*Task instructions*
Rewrite the lines of all the items below as a single numbered list, omitting any blank lines.

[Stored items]
Begin

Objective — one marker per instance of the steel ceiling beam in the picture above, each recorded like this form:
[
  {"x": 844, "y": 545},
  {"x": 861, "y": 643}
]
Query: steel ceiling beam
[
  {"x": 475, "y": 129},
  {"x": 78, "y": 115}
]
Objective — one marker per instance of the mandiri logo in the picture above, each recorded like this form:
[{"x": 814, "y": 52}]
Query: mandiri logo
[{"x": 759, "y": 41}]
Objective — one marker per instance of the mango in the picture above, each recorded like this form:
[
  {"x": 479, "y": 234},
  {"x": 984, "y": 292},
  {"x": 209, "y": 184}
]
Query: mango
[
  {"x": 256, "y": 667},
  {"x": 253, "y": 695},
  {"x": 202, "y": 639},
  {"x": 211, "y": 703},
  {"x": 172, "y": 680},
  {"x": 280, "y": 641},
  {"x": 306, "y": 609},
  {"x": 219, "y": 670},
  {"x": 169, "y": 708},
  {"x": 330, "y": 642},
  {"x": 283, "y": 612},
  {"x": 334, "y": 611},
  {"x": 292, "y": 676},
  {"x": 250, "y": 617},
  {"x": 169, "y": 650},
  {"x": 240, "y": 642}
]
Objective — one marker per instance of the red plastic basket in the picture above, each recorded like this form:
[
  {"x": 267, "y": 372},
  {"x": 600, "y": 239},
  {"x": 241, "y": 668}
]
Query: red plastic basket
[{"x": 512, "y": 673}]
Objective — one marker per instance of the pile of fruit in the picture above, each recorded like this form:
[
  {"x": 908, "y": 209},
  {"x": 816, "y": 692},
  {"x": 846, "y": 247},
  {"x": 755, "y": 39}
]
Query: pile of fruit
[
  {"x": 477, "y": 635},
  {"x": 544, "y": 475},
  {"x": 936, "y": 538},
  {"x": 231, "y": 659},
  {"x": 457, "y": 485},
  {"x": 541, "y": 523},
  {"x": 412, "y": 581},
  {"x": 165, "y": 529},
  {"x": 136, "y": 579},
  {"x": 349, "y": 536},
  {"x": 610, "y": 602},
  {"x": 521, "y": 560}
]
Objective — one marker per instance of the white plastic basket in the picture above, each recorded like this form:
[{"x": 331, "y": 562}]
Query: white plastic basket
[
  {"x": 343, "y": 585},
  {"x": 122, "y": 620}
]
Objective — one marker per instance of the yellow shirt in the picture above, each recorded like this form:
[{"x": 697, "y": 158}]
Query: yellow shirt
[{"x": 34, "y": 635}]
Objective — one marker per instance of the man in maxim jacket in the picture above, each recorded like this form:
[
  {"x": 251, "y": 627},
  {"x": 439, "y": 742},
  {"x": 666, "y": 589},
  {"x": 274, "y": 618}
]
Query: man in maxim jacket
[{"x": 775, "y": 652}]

End

*Complete response*
1. Objective — one marker per instance of the steel ceiling beam in the picture above, each recorded like this form:
2. [
3.   {"x": 844, "y": 545},
4.   {"x": 861, "y": 643}
5. ]
6. Query: steel ceiling beam
7. [
8.   {"x": 475, "y": 129},
9.   {"x": 78, "y": 115}
10. ]
11. Objective — one marker per instance of the mandiri logo in the picture above, each recorded like this form:
12. [{"x": 814, "y": 52}]
13. Query: mandiri logo
14. [{"x": 759, "y": 41}]
15. Objective — one marker per instance of the mango in the picture above, each recorded like this form:
16. [
17.   {"x": 479, "y": 234},
18.   {"x": 984, "y": 292},
19.   {"x": 209, "y": 184}
20. ]
21. Query: mango
22. [
23.   {"x": 256, "y": 667},
24.   {"x": 253, "y": 695},
25.   {"x": 202, "y": 639},
26.   {"x": 211, "y": 703},
27.   {"x": 172, "y": 680},
28.   {"x": 280, "y": 641},
29.   {"x": 306, "y": 609},
30.   {"x": 219, "y": 670},
31.   {"x": 169, "y": 708},
32.   {"x": 330, "y": 642},
33.   {"x": 283, "y": 612},
34.   {"x": 334, "y": 611},
35.   {"x": 292, "y": 676},
36.   {"x": 250, "y": 617},
37.   {"x": 169, "y": 650},
38.   {"x": 240, "y": 642}
39. ]
40. Objective — one marker per instance of the red plastic basket in the picture above, each recorded like this form:
41. [
42.   {"x": 267, "y": 372},
43.   {"x": 600, "y": 239},
44.   {"x": 241, "y": 668}
45. ]
46. Query: red plastic basket
47. [{"x": 512, "y": 673}]
48. Objective — one marker per instance of the pile of fruit in the picture above, each recorded like this form:
49. [
50.   {"x": 908, "y": 209},
51.   {"x": 816, "y": 692},
52.   {"x": 846, "y": 247},
53.   {"x": 755, "y": 39}
54. ]
55. Query: pile of fruit
56. [
57.   {"x": 477, "y": 635},
58.   {"x": 544, "y": 475},
59.   {"x": 936, "y": 538},
60.   {"x": 231, "y": 659},
61.   {"x": 457, "y": 485},
62.   {"x": 541, "y": 523},
63.   {"x": 412, "y": 581},
64.   {"x": 165, "y": 529},
65.   {"x": 136, "y": 579},
66.   {"x": 349, "y": 536},
67.   {"x": 610, "y": 602},
68.   {"x": 521, "y": 560}
69. ]
70. Objective — one marker per instance of the white plastic basket in the picture above, each recorded like this form:
71. [{"x": 331, "y": 562}]
72. Query: white plastic basket
73. [
74.   {"x": 343, "y": 585},
75.   {"x": 122, "y": 620}
76. ]
77. Objective — one marker per instance of the yellow shirt in the picture above, each recorded like this form:
78. [{"x": 697, "y": 158}]
79. Query: yellow shirt
80. [{"x": 34, "y": 635}]
81. Objective — one marker per instance of the man in maxim jacket in the picture above, each recorded like this form:
82. [
83.   {"x": 251, "y": 627},
84.   {"x": 439, "y": 742},
85.   {"x": 666, "y": 589},
86.   {"x": 274, "y": 618}
87. ]
88. Query: man in maxim jacket
89. [{"x": 775, "y": 652}]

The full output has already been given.